[Referring expression pointing data]
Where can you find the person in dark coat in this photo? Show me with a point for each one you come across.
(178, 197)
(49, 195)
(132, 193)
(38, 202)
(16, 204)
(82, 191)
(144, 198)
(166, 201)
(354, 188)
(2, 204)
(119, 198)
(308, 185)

Your task: For each line shown above, write an exact copy.

Response for this exercise:
Where can you find the person in dark coat in this photo? Show me with a point for each one you come across.
(178, 197)
(49, 195)
(132, 193)
(38, 202)
(16, 204)
(82, 191)
(144, 198)
(166, 201)
(354, 188)
(2, 204)
(119, 198)
(308, 185)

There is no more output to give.